- **PROBLEM TO WORK ON**
Only one stretch of the data below should be repeated: the lines from the line containing "box: [77, 0, 125, 217]" through the line containing "positive clicks: (102, 199)", inclusive, exactly as they are.

Stored data
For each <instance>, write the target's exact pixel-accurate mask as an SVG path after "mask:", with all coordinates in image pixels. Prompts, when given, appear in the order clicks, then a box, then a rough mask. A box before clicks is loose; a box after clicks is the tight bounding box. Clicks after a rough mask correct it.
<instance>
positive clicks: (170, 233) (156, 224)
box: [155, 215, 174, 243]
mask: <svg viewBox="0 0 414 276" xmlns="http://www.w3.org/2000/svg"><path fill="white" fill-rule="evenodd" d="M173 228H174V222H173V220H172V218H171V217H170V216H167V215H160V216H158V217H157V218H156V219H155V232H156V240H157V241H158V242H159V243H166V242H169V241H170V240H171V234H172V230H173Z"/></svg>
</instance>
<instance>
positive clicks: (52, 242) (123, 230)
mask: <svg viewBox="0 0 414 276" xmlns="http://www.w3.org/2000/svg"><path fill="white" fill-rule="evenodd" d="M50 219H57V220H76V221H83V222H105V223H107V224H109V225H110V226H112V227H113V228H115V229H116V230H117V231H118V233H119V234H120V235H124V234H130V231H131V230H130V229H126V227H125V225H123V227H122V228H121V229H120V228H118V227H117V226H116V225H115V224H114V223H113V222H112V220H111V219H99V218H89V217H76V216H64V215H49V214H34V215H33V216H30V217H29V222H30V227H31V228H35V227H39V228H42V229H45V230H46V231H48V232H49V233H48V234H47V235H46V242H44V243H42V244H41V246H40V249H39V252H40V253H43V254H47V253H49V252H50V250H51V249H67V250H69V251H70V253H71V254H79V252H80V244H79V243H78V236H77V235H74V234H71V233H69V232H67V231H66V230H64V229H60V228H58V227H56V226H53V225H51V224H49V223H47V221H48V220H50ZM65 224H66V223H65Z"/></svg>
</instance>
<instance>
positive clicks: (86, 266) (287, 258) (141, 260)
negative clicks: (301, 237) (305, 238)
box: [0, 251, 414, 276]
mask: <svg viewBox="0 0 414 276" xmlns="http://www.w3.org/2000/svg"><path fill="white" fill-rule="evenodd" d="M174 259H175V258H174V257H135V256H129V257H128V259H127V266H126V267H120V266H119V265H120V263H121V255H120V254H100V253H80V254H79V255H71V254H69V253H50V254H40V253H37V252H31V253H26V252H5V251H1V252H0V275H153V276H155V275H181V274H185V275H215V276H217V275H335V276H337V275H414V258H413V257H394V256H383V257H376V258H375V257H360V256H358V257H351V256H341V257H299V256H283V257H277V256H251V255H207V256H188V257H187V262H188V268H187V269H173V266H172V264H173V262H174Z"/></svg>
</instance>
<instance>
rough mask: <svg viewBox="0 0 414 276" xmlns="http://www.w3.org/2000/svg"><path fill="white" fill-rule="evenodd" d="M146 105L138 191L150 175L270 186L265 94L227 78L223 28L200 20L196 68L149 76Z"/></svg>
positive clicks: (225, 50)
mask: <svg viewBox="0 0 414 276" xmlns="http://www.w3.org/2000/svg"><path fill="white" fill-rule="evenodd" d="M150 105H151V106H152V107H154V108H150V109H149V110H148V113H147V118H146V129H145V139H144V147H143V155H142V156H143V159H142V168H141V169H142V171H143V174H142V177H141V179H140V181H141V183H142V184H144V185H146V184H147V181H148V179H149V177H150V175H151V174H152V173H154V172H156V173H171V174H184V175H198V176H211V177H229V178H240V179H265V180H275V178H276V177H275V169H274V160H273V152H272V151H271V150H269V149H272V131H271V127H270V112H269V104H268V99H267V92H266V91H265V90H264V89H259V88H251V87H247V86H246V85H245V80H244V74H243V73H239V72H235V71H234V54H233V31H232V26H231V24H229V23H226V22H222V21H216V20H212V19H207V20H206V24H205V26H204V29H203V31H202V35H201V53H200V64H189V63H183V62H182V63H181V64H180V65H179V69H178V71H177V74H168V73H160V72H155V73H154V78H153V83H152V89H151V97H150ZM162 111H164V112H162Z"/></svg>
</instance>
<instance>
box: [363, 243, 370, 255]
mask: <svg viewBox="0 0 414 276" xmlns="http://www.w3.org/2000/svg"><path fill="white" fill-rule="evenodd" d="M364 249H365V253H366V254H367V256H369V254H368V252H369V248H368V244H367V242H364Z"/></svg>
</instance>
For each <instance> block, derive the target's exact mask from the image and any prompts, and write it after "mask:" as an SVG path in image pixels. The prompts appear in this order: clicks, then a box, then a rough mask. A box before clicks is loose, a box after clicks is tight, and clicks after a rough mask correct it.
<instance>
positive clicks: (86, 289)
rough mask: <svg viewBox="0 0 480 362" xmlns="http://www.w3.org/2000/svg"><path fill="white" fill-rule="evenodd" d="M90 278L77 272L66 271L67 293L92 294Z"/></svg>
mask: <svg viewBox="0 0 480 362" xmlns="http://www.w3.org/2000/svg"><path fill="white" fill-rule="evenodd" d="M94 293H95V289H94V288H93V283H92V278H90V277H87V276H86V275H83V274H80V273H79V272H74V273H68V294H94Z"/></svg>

--

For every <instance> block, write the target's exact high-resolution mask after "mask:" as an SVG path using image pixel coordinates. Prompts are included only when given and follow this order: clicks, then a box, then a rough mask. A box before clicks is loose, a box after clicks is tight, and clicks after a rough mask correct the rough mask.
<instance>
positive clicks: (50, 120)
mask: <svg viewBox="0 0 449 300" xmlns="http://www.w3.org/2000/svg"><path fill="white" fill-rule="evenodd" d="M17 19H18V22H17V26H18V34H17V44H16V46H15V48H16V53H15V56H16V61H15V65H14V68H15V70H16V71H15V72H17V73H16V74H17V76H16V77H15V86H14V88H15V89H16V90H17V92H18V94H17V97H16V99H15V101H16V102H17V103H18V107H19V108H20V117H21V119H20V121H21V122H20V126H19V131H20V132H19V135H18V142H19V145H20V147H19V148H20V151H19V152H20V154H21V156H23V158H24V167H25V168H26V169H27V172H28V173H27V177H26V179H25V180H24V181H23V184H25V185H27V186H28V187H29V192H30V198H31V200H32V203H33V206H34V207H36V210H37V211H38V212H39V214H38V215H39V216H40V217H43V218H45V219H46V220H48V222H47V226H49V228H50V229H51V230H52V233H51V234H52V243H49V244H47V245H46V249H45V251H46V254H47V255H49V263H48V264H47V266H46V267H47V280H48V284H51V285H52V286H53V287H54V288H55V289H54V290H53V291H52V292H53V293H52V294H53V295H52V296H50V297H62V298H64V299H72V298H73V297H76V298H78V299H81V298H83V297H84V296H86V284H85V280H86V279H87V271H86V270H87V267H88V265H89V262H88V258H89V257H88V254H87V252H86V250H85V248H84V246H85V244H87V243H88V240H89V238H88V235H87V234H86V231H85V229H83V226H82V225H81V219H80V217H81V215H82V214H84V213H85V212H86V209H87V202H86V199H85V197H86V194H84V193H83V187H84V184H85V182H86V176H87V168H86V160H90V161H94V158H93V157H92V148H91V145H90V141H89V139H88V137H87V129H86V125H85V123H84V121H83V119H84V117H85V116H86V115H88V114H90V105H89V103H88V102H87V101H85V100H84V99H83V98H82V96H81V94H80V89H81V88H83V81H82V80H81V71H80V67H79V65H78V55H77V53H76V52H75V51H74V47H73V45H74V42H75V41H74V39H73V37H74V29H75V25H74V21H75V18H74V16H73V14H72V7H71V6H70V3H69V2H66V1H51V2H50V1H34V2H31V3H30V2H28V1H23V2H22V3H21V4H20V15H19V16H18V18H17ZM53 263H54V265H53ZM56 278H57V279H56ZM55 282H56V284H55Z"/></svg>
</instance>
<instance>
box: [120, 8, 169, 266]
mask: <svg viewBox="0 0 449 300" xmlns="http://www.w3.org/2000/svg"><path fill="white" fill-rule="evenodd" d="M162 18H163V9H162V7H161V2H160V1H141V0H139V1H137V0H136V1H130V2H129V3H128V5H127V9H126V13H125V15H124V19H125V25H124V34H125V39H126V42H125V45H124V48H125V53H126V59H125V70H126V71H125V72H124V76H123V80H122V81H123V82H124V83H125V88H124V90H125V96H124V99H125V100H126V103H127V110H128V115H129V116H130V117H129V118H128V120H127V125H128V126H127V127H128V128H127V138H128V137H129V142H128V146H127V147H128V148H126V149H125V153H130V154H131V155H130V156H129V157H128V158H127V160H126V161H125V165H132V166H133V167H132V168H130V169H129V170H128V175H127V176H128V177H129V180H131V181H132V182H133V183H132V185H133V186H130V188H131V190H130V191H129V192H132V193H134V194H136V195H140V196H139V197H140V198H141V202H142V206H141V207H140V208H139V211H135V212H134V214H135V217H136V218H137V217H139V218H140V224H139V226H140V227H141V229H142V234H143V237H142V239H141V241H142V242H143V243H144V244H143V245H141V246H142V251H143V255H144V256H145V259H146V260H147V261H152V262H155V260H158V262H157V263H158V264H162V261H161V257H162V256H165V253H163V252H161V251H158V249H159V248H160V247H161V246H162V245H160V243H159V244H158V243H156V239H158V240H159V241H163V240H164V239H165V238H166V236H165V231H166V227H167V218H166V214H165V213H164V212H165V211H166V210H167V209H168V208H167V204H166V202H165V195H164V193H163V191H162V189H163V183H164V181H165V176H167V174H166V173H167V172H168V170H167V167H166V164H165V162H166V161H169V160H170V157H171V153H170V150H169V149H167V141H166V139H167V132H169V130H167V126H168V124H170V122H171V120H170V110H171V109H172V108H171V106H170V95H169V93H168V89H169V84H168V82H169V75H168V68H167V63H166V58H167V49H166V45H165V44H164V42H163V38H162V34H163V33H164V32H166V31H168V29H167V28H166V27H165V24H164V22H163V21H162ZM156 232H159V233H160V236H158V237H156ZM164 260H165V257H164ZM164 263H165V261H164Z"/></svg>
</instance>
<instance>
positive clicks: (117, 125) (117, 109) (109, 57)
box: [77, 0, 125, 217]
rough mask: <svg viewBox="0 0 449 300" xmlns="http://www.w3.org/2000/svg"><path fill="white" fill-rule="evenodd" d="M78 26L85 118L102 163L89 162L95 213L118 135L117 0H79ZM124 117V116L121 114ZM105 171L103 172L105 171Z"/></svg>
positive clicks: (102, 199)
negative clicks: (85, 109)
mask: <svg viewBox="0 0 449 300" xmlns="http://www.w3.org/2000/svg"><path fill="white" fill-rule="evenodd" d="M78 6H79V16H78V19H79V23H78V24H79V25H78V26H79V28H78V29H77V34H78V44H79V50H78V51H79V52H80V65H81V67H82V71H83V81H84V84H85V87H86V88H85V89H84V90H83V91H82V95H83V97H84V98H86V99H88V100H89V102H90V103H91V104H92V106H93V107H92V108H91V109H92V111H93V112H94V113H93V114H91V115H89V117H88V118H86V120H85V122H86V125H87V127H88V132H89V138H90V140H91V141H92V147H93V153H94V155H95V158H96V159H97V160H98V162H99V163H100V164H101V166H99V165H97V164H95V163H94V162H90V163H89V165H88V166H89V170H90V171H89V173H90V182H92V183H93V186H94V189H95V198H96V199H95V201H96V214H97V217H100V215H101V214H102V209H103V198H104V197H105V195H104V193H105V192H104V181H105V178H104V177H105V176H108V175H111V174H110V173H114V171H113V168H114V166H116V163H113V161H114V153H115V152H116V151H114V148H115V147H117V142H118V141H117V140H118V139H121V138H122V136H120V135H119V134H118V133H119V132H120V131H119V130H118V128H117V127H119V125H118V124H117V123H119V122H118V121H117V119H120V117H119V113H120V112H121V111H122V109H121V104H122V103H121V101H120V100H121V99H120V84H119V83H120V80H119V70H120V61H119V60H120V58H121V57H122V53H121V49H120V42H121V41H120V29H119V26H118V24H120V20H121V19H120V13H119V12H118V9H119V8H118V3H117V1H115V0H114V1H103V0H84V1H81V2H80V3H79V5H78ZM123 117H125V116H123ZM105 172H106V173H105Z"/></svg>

---

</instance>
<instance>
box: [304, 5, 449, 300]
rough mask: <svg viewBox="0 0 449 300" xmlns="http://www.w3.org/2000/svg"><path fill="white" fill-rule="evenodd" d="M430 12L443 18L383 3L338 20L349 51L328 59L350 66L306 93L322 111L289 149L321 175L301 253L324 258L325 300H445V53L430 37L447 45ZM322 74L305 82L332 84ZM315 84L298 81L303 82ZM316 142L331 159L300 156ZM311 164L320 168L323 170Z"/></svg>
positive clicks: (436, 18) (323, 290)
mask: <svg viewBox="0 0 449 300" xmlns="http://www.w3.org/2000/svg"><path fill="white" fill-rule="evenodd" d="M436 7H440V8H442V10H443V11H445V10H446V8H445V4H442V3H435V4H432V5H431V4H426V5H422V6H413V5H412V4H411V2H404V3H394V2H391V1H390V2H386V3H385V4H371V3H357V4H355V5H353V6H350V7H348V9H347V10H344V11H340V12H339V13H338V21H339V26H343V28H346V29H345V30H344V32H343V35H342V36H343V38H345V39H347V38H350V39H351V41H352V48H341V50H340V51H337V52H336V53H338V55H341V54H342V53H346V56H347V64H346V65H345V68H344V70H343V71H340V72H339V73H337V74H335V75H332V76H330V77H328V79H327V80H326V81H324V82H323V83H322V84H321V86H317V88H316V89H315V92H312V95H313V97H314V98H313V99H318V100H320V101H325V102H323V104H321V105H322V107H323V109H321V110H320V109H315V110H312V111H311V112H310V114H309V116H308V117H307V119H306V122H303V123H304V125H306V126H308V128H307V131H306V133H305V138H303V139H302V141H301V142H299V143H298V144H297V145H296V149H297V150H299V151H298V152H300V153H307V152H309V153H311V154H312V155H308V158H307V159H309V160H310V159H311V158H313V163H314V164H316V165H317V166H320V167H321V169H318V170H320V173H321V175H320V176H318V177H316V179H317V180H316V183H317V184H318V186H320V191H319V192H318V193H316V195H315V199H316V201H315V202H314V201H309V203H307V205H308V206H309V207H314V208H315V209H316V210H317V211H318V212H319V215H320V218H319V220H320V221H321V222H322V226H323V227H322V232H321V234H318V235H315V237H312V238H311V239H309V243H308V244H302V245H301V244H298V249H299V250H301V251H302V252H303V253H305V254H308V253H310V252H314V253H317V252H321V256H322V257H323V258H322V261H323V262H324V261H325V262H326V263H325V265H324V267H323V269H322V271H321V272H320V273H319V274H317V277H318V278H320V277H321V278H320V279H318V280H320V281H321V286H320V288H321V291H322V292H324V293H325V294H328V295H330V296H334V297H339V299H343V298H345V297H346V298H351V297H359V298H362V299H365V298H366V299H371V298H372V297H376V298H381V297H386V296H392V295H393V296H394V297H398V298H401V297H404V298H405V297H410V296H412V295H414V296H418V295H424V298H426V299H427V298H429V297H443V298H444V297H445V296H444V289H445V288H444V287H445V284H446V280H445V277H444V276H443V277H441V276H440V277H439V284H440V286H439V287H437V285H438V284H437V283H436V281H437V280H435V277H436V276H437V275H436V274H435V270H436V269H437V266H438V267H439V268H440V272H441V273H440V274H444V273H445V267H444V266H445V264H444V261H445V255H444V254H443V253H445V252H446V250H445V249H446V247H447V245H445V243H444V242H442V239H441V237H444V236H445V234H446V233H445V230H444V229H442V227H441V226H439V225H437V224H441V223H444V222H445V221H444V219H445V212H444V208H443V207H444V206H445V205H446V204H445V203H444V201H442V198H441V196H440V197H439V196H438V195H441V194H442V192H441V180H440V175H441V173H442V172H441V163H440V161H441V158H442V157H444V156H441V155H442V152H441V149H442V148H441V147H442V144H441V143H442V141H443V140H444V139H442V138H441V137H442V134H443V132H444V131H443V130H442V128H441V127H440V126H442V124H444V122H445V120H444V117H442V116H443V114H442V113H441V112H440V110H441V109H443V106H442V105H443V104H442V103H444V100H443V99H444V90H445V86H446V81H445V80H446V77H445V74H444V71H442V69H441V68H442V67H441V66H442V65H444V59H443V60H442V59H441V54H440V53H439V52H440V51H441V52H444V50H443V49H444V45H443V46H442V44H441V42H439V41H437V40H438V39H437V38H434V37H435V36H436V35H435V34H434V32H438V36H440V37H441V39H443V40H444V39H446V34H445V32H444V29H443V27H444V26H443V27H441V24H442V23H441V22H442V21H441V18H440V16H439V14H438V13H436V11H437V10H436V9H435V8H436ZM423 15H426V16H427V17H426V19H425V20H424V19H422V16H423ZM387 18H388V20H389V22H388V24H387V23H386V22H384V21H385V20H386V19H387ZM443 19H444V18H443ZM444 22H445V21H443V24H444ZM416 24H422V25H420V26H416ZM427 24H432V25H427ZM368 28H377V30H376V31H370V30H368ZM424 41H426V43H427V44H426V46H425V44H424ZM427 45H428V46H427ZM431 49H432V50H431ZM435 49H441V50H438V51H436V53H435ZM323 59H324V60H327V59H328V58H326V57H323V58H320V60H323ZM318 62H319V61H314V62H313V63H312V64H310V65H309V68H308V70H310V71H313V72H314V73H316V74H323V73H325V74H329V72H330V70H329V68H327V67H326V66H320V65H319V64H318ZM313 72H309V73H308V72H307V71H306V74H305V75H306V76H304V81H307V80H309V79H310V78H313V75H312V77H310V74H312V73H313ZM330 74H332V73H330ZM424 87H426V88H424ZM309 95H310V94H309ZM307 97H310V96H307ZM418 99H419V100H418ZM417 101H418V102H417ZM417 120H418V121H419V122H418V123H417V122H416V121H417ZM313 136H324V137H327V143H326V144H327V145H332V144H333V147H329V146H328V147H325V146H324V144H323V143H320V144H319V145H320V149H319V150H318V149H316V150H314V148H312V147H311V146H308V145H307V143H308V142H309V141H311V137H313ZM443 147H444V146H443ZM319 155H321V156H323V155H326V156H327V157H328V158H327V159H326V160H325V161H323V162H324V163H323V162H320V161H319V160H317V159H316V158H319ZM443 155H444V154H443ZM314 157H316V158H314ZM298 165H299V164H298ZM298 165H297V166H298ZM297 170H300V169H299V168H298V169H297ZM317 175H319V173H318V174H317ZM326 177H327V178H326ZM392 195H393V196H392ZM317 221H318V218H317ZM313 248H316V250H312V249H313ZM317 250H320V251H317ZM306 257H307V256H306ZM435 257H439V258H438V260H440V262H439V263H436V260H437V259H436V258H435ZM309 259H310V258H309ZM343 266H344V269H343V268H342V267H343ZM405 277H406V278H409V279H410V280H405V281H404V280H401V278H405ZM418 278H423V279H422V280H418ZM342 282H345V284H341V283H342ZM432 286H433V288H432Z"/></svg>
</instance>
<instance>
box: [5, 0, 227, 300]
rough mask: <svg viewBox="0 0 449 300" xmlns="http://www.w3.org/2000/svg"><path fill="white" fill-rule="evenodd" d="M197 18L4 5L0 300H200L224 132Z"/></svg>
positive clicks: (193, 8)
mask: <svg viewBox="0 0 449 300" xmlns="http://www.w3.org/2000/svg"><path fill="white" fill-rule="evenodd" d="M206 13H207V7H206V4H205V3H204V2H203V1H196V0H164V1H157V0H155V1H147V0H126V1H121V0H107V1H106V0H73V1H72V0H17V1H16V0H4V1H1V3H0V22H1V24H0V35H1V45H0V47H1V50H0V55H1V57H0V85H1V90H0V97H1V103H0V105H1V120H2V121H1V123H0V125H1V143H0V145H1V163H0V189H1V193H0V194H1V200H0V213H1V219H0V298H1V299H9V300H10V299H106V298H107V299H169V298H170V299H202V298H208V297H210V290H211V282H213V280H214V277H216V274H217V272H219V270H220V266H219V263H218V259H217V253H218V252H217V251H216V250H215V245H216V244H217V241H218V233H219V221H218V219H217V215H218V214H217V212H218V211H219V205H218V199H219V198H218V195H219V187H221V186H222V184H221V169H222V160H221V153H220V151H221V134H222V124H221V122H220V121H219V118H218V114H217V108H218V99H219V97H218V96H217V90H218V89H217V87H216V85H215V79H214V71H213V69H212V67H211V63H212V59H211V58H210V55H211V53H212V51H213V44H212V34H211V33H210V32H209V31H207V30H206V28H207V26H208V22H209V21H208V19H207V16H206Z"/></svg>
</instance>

- **EXERCISE ANSWER**
box: [77, 0, 125, 217]
rough mask: <svg viewBox="0 0 449 300" xmlns="http://www.w3.org/2000/svg"><path fill="white" fill-rule="evenodd" d="M78 26L85 118L102 163L89 162L95 213L118 135L117 0H79ZM124 117V116L121 114ZM105 171L103 172L105 171Z"/></svg>
positive clicks: (102, 199)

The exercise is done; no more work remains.